━━━ Supplied records ━━━
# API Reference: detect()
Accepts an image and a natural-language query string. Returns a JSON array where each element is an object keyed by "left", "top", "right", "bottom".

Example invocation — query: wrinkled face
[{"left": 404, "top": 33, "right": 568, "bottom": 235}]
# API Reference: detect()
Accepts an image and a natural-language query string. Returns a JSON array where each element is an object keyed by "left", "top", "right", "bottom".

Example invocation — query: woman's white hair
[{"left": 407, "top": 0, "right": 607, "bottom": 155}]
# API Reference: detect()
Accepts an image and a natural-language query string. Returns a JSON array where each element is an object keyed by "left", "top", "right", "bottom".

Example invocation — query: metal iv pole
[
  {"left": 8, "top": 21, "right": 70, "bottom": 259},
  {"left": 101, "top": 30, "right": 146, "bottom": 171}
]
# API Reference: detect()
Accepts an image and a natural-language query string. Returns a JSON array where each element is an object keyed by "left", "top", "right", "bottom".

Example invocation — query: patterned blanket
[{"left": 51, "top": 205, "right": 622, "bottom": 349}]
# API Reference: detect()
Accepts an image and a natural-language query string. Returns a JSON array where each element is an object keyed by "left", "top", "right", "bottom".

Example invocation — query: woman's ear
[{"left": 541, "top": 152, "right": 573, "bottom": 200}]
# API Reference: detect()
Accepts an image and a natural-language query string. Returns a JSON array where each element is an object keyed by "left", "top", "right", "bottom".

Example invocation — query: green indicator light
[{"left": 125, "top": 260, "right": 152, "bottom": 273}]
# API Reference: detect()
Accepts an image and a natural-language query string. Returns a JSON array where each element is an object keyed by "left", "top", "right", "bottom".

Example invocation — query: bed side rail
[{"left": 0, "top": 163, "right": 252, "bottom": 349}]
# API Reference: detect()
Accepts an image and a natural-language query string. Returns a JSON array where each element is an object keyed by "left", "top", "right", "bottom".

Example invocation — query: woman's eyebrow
━━━
**Challenge:** Return each line of the material that contains the word "woman". Case counts.

**Output for this exercise:**
Example invocation — query: woman's white hair
Example invocation — query: woman's ear
Example invocation — query: woman's eyebrow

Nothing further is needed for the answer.